# GOAL OF THE EXERCISE
Print out the entries, word for word.

# MATERIAL FOR THIS TASK
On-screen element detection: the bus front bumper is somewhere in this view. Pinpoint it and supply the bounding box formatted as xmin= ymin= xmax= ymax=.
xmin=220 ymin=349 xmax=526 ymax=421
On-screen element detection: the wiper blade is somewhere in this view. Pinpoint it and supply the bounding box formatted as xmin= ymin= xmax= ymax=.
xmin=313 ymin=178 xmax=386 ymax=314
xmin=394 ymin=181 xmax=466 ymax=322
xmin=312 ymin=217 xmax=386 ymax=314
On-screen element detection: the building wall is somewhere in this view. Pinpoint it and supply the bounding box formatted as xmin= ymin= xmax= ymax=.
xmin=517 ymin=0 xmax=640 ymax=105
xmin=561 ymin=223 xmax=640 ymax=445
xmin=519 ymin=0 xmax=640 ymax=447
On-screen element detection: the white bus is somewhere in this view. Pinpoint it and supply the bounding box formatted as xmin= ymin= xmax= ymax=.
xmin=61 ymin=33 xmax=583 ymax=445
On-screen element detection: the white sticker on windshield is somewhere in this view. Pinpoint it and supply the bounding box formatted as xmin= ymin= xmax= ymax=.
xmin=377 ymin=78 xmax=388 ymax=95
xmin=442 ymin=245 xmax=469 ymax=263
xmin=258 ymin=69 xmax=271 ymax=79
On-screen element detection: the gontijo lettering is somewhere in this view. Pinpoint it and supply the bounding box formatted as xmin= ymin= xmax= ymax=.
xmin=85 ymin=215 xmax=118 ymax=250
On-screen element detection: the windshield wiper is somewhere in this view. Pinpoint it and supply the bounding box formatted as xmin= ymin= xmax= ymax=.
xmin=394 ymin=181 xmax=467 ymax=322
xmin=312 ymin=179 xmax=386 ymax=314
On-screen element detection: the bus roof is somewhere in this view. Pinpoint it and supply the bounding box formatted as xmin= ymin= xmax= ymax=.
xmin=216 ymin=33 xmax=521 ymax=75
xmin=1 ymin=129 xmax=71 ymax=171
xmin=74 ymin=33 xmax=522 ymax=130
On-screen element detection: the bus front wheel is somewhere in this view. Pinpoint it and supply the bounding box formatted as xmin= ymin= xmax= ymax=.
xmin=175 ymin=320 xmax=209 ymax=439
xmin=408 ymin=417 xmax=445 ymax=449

# RESULT FOR THIS EXERCISE
On-screen element detection: the bus front bumper is somewhere in this view. Pinpoint it and supply the bounding box formatted as xmin= ymin= xmax= ymax=.
xmin=220 ymin=349 xmax=526 ymax=421
On-screen element detection: the wiper blade is somewhere in this view. Pinpoint it and supply the bounding box formatted as xmin= ymin= xmax= ymax=.
xmin=313 ymin=178 xmax=386 ymax=314
xmin=394 ymin=181 xmax=466 ymax=322
xmin=312 ymin=217 xmax=386 ymax=314
On-screen element detection: the building wall is somewhere in this view. Pinpoint it and supply the bounding box formatted as xmin= ymin= xmax= ymax=.
xmin=517 ymin=0 xmax=640 ymax=105
xmin=561 ymin=223 xmax=640 ymax=445
xmin=519 ymin=0 xmax=640 ymax=447
On-screen element detection: the white bus is somewhere in this view. Pinpoint it and supply the bounding box formatted as xmin= ymin= xmax= ymax=.
xmin=61 ymin=33 xmax=583 ymax=445
On-screen element detection: the white sticker on windshield is somewhere in this view. Pinpoint it and supply the bounding box formatted as xmin= ymin= xmax= ymax=.
xmin=377 ymin=78 xmax=388 ymax=95
xmin=442 ymin=245 xmax=469 ymax=263
xmin=258 ymin=69 xmax=271 ymax=79
On-screen element detection: the gontijo lettering is somewhere in this view. Pinpoint it and supply the bounding box formatted as xmin= ymin= xmax= ymax=.
xmin=85 ymin=215 xmax=118 ymax=250
On-screen element detection: the windshield wiper is somewhere in this view. Pinpoint it and supply the bounding box formatted as xmin= ymin= xmax= ymax=.
xmin=394 ymin=181 xmax=467 ymax=322
xmin=312 ymin=179 xmax=386 ymax=314
On-screen element detection: the bus roof is somewhere in this view. Pinpoint it and supply the bounding box formatted as xmin= ymin= xmax= ymax=.
xmin=216 ymin=33 xmax=521 ymax=75
xmin=1 ymin=129 xmax=71 ymax=171
xmin=74 ymin=33 xmax=522 ymax=130
On-screen element detection: the bus front wheel is somewhere in this view. Pinpoint it and supply the bounding box formatted as xmin= ymin= xmax= ymax=.
xmin=175 ymin=320 xmax=209 ymax=439
xmin=408 ymin=417 xmax=445 ymax=449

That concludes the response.